* **SHORT EXERCISE 1**: According to the blog post, what does Joel do for a living?
* **SHORT EXERCISE 2**: List the career words the blog post names as things the writer's liberal-arts-educated mind could be set to.
* **SHORT EXERCISE 3**: Output the part of the blog post that begins at the words "My neighbor came" and stops after "life right now.".

* **SELECTED EXCERPT**:
● ● ●

Thursday, January 31, 2013

Neurosis, Party of One


My neighbor came over to chat for a while yesterday.  I was glad to see him—he’s a good guy, and since we have very similar tastes in books and movies, we can always find something to talk about.  However, I was dismayed when he mentioned work.  Joel disapproves of my day job as a waitress: he thinks it’s beneath me.  Yesterday he pointed to my degree, beautifully framed in dark wood, with its gold seal and glimmering “summa cum laude” on it.  “You didn’t bust your ass for however many years just for ‘table for two?’” he scolded me.

He has a very valid point, of course, and I’ve addressed this before, mostly to reassure myself that there is a good reason for what I’m doing.  But the fact is this isn’t what I want to be doing, and somewhere in my gut I’m embarrassed by my position in life right now.

I tried to skim over it, explaining that I was just taking a break from school and I needed something to survive.  Joel, who is a no-bullshit kind of guy, wasn’t having any of it.  “You can find a better job than that,” he said.  “What is that degree, creative writing?  You can do anything with it.  The world is your fucking oyster.”

And that, I tried to explain, is exactly the problem.  Joel is an EMT; his career is very narrowly focused, but there will always be a job for him somewhere.  I, on the other hand, can set my liberal-arts-educated mind to almost anything—administration, editing, journalism, management, and all those other vague words that people use to describe their careers.  Anything, in nearly any field.  This means that there is no one place where I can look for a job—there are thousands of them, and many with other candidates who are more specifically appealing to employers.  Yes, I might be good working at a magazine, but someone with a journalism degree would be better.  True, I might be an asset to that firm, but so would a person just finishing a business degree.  My focus in my education wasn’t a focus at all; it was an all-encompassing acceptance of the educated world, and while that may make me a very well-rounded person, it doesn’t make it easy for me to find a job.  And of the jobs that are out there, there isn't one I want.  The one I want is not one that can be given to me: I have go and get it myself.

● ● ●

(Coordinate annotation records)

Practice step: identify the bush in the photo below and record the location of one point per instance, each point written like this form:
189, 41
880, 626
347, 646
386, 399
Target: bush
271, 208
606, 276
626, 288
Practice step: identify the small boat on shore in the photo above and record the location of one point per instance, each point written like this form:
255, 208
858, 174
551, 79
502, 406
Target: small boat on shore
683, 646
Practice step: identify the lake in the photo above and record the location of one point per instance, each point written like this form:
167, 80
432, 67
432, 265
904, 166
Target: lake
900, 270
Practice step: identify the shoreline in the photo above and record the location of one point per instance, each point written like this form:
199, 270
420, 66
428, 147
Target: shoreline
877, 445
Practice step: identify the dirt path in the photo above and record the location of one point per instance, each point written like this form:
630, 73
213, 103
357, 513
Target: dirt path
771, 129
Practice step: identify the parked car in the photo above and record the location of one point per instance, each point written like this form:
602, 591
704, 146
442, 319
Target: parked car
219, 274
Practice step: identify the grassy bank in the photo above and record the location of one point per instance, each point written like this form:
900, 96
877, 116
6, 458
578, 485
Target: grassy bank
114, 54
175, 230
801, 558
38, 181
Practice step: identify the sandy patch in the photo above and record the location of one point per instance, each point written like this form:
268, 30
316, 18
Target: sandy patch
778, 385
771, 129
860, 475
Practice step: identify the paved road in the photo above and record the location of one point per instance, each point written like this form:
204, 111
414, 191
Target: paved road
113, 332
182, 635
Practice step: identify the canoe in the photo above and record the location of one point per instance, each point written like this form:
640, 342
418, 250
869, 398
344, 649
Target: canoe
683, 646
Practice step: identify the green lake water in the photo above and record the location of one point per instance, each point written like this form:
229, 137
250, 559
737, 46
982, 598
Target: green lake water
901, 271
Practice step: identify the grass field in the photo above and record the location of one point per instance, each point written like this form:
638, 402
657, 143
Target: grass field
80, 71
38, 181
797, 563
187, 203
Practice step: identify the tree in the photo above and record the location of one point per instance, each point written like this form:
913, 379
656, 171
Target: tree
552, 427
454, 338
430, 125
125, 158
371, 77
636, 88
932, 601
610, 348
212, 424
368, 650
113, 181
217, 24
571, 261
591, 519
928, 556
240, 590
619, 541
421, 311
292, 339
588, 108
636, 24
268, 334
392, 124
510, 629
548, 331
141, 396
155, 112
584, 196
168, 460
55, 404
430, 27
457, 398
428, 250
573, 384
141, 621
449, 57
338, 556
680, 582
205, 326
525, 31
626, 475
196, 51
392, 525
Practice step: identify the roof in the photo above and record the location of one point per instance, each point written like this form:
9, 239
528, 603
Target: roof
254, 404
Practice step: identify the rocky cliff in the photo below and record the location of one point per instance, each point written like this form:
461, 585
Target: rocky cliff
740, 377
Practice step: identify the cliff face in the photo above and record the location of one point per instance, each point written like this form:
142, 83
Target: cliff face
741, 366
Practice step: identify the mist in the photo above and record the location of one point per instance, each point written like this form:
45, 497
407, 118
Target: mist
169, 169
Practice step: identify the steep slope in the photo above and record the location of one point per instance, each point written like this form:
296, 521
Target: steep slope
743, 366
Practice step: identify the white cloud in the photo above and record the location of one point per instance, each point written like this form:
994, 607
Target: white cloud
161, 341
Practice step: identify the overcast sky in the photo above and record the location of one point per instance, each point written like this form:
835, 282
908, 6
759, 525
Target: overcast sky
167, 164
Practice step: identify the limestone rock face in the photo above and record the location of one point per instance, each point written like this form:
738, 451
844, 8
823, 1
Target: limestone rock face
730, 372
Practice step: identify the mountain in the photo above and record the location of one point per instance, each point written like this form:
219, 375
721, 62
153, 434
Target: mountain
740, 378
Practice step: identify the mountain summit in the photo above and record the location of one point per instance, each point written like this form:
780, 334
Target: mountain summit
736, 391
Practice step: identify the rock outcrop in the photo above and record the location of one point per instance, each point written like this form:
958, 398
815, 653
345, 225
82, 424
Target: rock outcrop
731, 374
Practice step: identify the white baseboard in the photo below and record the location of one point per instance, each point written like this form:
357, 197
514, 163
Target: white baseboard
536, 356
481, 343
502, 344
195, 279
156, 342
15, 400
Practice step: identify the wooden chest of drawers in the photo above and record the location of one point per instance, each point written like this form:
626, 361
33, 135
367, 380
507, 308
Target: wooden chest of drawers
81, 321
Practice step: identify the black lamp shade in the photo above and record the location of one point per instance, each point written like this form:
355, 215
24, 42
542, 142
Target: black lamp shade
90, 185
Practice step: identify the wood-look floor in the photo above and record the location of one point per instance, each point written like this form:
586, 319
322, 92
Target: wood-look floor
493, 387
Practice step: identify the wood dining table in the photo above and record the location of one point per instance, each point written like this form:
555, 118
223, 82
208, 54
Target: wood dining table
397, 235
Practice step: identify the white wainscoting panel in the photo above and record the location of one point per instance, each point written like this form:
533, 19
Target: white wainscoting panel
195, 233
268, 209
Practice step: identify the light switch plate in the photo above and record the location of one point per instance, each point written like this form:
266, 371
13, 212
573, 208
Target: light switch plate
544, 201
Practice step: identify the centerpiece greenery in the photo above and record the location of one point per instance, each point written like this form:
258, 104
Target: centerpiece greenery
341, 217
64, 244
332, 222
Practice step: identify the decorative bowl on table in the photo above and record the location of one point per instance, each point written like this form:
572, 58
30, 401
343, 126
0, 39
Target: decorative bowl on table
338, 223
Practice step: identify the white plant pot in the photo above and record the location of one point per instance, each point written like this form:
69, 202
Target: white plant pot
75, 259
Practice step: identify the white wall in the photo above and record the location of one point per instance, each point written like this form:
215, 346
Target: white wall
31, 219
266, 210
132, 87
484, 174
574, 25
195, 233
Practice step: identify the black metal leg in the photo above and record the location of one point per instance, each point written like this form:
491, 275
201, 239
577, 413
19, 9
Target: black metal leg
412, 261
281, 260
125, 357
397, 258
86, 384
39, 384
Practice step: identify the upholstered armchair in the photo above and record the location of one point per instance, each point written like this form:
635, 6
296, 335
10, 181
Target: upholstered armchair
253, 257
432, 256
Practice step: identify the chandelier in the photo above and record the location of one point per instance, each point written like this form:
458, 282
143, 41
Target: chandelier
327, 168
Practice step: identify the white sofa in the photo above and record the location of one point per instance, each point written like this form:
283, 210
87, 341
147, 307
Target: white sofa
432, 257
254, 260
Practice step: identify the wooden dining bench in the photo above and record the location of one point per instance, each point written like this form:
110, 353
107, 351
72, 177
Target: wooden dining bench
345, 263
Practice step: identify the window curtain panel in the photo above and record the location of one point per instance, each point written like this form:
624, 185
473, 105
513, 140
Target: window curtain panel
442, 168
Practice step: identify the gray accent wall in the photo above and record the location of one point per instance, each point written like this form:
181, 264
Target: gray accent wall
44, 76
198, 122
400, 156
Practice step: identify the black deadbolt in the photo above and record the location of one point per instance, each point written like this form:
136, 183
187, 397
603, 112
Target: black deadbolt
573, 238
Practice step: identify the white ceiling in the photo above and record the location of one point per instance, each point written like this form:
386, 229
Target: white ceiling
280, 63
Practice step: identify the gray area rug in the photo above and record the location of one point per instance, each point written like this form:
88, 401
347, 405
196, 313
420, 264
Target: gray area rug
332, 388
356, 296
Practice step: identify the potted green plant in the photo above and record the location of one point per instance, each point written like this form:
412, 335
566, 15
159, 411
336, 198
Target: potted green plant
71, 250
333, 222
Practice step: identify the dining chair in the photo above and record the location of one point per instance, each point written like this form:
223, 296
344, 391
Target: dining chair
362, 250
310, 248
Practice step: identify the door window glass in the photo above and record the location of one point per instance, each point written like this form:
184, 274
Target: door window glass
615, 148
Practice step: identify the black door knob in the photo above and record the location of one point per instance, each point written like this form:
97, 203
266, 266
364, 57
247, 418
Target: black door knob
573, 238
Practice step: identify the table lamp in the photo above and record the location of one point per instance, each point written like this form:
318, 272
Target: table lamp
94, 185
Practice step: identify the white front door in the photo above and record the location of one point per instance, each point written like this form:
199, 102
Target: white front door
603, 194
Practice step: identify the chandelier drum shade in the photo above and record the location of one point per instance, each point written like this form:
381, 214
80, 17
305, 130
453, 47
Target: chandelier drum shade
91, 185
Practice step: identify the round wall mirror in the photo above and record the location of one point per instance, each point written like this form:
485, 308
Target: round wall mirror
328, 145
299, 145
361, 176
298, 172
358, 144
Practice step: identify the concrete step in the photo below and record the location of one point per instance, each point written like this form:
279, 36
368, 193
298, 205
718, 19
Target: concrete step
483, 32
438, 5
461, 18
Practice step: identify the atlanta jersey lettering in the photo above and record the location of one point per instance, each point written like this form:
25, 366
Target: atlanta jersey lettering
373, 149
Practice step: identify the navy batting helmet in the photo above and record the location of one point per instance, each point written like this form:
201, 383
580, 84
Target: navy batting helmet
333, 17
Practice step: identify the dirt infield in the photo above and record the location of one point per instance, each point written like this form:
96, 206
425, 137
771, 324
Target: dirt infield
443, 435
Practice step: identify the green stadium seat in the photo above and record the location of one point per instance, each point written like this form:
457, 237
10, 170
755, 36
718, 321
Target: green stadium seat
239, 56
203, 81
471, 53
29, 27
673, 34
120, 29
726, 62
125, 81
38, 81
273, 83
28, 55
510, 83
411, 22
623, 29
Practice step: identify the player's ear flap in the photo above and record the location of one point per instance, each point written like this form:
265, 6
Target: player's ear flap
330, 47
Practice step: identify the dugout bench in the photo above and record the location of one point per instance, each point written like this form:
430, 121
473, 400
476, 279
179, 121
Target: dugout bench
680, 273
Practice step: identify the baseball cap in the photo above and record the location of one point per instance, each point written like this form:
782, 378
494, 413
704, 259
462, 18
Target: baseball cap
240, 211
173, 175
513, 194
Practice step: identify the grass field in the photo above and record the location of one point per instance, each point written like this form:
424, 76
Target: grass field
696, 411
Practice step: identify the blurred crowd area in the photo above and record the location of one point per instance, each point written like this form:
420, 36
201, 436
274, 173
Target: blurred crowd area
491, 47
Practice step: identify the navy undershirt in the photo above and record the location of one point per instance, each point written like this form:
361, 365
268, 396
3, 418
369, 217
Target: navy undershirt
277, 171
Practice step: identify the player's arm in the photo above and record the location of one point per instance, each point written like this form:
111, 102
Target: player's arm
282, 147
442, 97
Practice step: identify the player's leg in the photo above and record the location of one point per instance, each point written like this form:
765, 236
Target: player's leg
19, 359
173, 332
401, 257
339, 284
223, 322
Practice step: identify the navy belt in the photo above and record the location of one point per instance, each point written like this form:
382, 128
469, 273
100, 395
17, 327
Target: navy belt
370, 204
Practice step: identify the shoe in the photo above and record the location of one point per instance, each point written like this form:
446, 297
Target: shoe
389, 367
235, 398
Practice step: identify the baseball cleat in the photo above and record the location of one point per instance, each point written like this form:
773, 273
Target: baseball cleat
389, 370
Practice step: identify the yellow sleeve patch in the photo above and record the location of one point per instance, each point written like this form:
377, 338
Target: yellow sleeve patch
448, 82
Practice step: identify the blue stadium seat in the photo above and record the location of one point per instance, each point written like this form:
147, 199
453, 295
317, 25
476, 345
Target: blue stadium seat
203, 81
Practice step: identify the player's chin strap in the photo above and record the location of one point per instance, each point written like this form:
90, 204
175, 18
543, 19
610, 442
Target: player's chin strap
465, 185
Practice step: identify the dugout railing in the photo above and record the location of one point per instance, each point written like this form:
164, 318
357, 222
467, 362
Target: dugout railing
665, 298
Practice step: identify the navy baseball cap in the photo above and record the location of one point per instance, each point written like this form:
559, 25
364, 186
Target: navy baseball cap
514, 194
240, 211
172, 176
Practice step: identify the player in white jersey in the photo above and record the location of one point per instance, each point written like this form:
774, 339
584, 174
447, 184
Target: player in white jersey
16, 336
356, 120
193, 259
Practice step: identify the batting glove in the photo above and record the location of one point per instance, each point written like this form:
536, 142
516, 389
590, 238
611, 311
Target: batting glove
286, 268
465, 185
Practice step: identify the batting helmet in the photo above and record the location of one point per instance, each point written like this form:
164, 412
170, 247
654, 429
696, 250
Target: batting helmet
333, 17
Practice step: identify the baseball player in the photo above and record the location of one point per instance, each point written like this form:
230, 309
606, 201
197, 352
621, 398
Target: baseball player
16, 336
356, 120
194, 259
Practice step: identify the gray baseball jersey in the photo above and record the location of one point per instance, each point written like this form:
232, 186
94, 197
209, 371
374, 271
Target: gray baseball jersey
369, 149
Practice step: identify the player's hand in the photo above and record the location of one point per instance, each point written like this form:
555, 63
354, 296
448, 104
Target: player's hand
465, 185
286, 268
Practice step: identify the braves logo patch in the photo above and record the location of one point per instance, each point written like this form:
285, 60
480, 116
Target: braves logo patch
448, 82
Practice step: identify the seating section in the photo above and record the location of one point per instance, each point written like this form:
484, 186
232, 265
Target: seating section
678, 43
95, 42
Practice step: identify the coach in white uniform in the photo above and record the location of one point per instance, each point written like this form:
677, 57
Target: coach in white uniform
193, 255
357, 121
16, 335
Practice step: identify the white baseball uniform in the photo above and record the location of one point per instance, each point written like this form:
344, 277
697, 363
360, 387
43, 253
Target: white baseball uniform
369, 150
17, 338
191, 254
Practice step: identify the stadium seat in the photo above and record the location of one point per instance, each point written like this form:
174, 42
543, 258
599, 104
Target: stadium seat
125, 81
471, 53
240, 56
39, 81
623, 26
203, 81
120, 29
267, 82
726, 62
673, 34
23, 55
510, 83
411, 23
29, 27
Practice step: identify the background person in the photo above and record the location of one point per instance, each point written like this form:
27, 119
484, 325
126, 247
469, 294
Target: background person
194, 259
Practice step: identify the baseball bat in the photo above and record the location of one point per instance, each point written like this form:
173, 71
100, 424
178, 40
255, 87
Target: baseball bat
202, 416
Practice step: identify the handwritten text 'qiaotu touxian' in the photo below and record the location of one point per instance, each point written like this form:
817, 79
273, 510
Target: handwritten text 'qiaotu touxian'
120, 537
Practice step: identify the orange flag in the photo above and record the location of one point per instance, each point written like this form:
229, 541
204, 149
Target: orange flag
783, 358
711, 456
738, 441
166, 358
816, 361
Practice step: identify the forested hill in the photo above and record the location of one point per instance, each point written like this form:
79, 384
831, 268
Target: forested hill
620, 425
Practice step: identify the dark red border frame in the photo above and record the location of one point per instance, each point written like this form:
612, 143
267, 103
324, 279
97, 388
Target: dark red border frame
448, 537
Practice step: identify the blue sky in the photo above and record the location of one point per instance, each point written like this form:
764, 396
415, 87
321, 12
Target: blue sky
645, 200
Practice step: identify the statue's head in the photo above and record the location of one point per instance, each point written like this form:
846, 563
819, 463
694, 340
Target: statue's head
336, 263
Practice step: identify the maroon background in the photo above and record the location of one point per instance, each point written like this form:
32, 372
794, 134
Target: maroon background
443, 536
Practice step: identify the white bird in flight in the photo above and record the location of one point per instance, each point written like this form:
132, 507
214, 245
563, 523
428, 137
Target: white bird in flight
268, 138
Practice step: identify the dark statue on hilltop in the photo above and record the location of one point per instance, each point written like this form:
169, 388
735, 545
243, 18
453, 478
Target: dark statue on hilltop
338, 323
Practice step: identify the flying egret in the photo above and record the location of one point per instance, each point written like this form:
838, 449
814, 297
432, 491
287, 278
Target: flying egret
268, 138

● ● ●

* **EXPECTED ANSWER 1**: He is an EMT.

* **EXPECTED ANSWER 2**: Administration, editing, journalism, management

* **EXPECTED ANSWER 3**:
My neighbor came over to chat for a while yesterday.  I was glad to see him—he’s a good guy, and since we have very similar tastes in books and movies, we can always find something to talk about.  However, I was dismayed when he mentioned work.  Joel disapproves of my day job as a waitress: he thinks it’s beneath me.  Yesterday he pointed to my degree, beautifully framed in dark wood, with its gold seal and glimmering “summa cum laude” on it.  “You didn’t bust your ass for however many years just for ‘table for two?’” he scolded me.

He has a very valid point, of course, and I’ve addressed this before, mostly to reassure myself that there is a good reason for what I’m doing.  But the fact is this isn’t what I want to be doing, and somewhere in my gut I’m embarrassed by my position in life right now.